-- Teks Bacaan --
- - - - -
AGUS KHALIK
Pemilik Toko Oleh-oleh Khas Makassar
“Rintis Usaha Mete dari Nol Melalui UMKM”
![]() |
Foto: Effendy Wongso |
Jalani usaha dari titik nol memang tidak mudah. Banyak
proses getir yang mesti dijalani sehingga bisa berkembang hingga membuahkan
hasil seperti sekarang. Itulah yang dirasakan oleh Agus Khalik, pengusaha yang bergerak
di sektor usaha mikro, kecil dan menengah (UMKM), “Oleh-oleh Khas Makassar”.
Ditemui beberapa waktu lalu di rukonya, Jalan Monumen
Emmy Saelan, Makassar, Agus, demikian pengusaha mandiri ini disapa,
mengungkapkan awal-awal sulit yang dijalaninya selama 12 tahun merintis
usahanya. “Saya sempat jatuh-bangun, bahkan dua kali di awal usaha. Tapi saya
tetap berusaha bangkit lagi,” ungkap pria yang menikah pada 10 Maret 2001 ini.
Agus mengisahkan, ihwal usaha yang dibangunnya tak
lepas dari ketertarikannya terhadap mete. Sewaktu bekerja sebagai
tenaga pengajar mata kuliah Bimbingan Konseling di STKIP Makassar, runutnya, sepulang kerja, ia kerap
singgah di perkulakan Goro, Jalan AP Pettarani, Makassar,
untuk membeli
kebutuhan sehari-hari.
“Suatu hari saya tertarik
dengan mete, ketika itu saya melihat mete
dalam jumlah banyak, bertumpuk-tumpuk, tapi masih tetap pada
posisi semula, tidak pernah berkurang dari minggu ke minggu,” akunya.
- - - - -
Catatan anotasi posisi
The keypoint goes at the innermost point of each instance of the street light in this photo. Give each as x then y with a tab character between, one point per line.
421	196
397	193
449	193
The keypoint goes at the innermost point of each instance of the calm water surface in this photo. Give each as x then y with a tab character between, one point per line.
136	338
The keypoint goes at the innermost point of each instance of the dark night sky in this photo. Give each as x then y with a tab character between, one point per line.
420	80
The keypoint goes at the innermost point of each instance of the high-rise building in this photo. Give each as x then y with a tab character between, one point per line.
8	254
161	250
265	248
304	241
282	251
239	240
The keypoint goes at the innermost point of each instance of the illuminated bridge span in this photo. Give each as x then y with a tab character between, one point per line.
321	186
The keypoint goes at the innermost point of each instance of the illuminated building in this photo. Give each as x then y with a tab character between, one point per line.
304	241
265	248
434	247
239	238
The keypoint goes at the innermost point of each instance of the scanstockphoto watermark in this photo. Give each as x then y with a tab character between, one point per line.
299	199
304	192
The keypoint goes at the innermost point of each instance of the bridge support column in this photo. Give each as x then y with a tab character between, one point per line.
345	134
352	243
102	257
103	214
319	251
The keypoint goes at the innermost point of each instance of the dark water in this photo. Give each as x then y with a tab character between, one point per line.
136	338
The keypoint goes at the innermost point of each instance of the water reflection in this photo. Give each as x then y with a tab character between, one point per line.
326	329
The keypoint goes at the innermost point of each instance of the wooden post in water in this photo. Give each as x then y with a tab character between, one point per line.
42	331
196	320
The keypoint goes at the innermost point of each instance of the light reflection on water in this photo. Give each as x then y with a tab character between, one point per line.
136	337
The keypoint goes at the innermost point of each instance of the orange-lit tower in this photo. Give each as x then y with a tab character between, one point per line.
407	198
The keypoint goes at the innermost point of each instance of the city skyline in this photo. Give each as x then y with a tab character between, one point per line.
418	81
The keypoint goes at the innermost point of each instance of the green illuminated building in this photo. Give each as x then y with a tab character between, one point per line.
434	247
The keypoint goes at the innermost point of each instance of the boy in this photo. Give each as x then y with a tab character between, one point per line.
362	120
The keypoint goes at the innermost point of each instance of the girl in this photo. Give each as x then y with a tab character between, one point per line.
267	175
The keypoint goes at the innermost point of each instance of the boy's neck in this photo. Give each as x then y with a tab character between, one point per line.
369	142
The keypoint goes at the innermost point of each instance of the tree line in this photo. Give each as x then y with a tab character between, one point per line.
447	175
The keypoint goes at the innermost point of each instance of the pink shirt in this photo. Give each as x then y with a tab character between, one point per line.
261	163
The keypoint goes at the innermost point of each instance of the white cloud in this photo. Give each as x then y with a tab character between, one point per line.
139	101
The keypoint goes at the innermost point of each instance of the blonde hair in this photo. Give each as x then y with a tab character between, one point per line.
- - - - -
-- Petunjuk Pengerjaan --
1. Jawablah pertanyaan berikut berdasarkan teks tentang Agus Khalik.
(a) Di jalan apa ruko Agus Khalik berada?
(b) Berapa tahun Agus merintis usahanya?
(c) Mata kuliah apa yang diajarkan Agus di STKIP Makassar?
2. Teruskan teks tentang Agus Khalik mulai dari bagian sesudah kalimat terakhirnya.

-- Kunci Jawaban --
1.
(a) Jalan Monumen Emmy Saelan, Makassar.
(b) 12 tahun.
(c) Bimbingan Konseling.

2.
Sejak saat itulah, suami dari Suryati ini
kemudian memutuskan untuk membeli mete sekitar setengah kilogram untuk
diolah kemudian dijual. Kemasan yang dipakainya masih sederhana, ia mengemas mete
dengan harga eceran Rp 1.000 per bungkus, yang
kemudian dititip di warung makan.
“Saya tidak menyangka, respons
pasar yang positif waktu itu. Pada saat itulah, saya kemudian
memberanikan diri untuk membeli mete lebih banyak lagi,” ujar Agus.
Selain menitip mete gorengya di warung
makan, ia pun menjajakan ke kampus-kampus
dan toko-toko besar dengan berjalan kaki. Kerap kali barang yang ditawarkan pria kelahiran Sidrap, 12 Januari 1973 ini, mendapat
penolakan
dari pemilik toko, namun ia tidak patah semangat.
Untuk meraih sukses, ayah dua anak
ini mengemukakan terus memperdalam
kelihaian dalam bisnis. Pelatihan bisnis yang dilaksanakan
oleh pemerintah dan kampus-kampus, lanjutnya, tidak pernah luput dari perhatiannya. Meski
kerap ditolak oleh panitia pelaksana pelatihan karena tidak membawa undangan pada waktu itu, ia menunggu hingga kegiatan dilaksanakan.
“Biasanya saya bertanya kepada panitia, ‘boleh tidak
saya menggantikan undangan yang tidak datang,’ nah dari sana biasanya saya
diizinkan masuk sebagai peserta kegiatan,” kenang Agus.
Anak dari pasangan Abdul Khalik dan Bayani ini mengatakan, meraih
sukses memang tidak mudah. Mendapat penolakan dari berbagai pihak adalah hal
yang biasa. Menurut Agus, tekad kuat dan tidak mudah putus asa,
memang sudah ditanamkan oleh orang tuanya sejak ia kecil.
“Didikan orang tua saya yang
mengajarkan kemandirian, membentuk karakter dan mental saya. Sejak
kecil, SD hingga SMP, saya diajarkan
hidup mandiri dengan menjual es lilin,” ungkapnya.
Selain itu, tambahnya, kejujuran
dan kesabaran adalah sifat yang ditanamkan orang tuanya sejak dini.
Ayah dari Azra dan Naufal ini juga dididik untuk taat terhadap ajaran agama.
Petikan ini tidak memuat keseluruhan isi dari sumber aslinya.